Little trains, big fun
- Page 1 of 2
- SINGLE PAGE VIEW
Model trains are for kids. Age doesn’t seem to matter.
When the Greater Baton Rouge Model Railroaders gather every other week, the doors open to retirees and their grandchildren. The area behind the Republic of West Florida Historical Museum in Jackson, La., becomes a wonderland of the sights and sounds of modeling. Since the meetings on the second and fourth Saturdays of each month are open to the public, they often draw a crowd.
“It’s just like having a train show every weekend that we’re there because the public comes, and little kids’ eyes get big,” said long-time member Bob Coon. “We basically convene and play with trains.”
All sorts of trains, too. The club, Coon notes, has on display almost every available gauge: N (which is 1/160th the size of the trains represented), HO (1:78), S (1:64), O (1:48) and G (1:22.5). The club also has an outdoor track devoted exclusively to steam-powered trains.
The trains themselves are interesting, but as anyone who has ever played with models, it’s the layout that really provides the variety. The GBRMR layouts are nothing if not varied.

• Challenge: Can you carry on the article about the Baton Rouge model railroad club, starting right after its last sentence? The lines that follow come from a separate source and are not part of the article about the model railroad club.

• Record excerpts:
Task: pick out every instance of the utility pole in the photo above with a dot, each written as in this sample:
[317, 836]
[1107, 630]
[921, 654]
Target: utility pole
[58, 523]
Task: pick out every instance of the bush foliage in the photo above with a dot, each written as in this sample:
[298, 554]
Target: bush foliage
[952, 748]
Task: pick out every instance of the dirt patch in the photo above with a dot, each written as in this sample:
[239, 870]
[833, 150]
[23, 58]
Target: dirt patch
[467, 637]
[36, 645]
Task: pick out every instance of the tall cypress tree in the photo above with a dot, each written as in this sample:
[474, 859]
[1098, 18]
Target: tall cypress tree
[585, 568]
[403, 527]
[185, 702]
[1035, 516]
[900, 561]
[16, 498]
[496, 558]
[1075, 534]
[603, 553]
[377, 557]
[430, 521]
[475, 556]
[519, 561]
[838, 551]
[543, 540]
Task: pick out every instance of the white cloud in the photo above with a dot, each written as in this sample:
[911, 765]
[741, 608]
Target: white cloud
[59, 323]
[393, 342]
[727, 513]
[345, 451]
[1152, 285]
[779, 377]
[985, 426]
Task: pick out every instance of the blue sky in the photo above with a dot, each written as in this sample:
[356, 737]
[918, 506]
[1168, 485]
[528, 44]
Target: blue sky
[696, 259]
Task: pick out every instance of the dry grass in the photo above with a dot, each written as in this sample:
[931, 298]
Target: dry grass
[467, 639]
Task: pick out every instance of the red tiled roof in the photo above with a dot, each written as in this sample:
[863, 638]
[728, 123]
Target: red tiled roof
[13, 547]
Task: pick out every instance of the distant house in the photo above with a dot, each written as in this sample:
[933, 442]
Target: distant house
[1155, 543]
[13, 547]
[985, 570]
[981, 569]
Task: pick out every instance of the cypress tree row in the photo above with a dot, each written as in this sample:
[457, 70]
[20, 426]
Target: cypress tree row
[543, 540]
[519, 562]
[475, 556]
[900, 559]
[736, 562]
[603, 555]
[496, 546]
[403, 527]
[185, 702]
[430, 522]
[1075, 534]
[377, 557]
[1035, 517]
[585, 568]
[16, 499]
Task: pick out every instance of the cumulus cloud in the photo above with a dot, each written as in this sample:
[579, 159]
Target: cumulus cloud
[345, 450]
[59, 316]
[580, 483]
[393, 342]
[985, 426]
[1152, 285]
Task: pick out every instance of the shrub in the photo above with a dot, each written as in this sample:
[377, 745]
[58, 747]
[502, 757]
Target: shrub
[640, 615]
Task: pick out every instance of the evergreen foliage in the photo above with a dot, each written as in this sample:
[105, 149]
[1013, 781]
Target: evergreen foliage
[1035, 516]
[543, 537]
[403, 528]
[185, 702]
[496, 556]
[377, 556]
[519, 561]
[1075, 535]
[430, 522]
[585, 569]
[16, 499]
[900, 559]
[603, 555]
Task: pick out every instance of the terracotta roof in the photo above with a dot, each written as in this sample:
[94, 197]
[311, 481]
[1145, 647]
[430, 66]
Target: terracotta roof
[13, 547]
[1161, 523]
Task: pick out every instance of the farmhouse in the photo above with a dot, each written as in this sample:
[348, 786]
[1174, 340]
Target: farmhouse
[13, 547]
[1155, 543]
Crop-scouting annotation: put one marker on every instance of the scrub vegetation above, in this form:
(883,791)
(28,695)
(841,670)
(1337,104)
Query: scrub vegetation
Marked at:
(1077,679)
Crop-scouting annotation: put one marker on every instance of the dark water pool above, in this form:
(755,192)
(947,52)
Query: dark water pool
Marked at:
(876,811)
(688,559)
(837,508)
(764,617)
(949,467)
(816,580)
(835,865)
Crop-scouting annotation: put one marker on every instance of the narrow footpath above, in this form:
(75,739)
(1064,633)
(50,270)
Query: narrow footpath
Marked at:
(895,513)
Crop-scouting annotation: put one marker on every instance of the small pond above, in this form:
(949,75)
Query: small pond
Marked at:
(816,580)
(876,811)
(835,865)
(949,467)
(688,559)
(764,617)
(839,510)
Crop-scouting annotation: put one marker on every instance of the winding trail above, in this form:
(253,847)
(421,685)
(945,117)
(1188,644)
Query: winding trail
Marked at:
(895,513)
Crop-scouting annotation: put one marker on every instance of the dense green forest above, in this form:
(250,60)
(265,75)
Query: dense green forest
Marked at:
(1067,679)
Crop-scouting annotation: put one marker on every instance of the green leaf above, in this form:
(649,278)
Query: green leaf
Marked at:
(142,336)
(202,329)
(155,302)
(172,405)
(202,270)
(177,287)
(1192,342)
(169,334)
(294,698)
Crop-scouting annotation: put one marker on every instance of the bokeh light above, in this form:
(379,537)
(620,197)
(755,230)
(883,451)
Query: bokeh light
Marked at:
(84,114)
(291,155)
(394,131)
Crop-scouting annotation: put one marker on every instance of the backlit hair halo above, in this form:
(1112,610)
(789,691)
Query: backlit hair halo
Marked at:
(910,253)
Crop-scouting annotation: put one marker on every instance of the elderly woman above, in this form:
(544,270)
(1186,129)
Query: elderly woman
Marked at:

• Written answer:
The garden layout is the first one visitors see, and it features the largest (G Gauge) trains. The recently expanded track is 85 feet long and 20 feet wide. The four tracks, bridges and buildings are weatherproof and stay outside, and the landscaping is tended by Andy Martin, who became interested in model trains after he bought a house nearby at The Bluffs.
“A good-sized weed could derail one of these trains, so you have to keep after the weeds all the time,” Martin said.
That is no problem indoors, where visitors are greeted first by an enormous N Gauge layout the club has been accumulating for years. Most of the components are owned by club members and feature numerous buildings, vehicles and individuals, all set to the same scale, some of them that also move — including a fisherman in a lake who, with a push of a button, sees his rod tip bend, then lifts a fish out of the water. Above the layout, model airplanes and hot-air balloons rotate or move up and down.
In addition to other scale models in side rooms, the building also features a Lionel layout, distinguished by its three-rail tracks and wide variety of O Gauge trains. The layout is designed to represent those used in department stores in the 1940s and 1950s, said Clay Fourrier, the club’s president.
“I remember when I was a kid going to the department store downtown on Third Street back then,” Fourrier said. “They had these types of layouts. It was all to sell the trains at Christmas time. When you see parents and their kids come in the door, you can almost see them beelining for this with their eyes big and wide. It involves a lot of noise, a lot of lights, things that would work with getting children into it.”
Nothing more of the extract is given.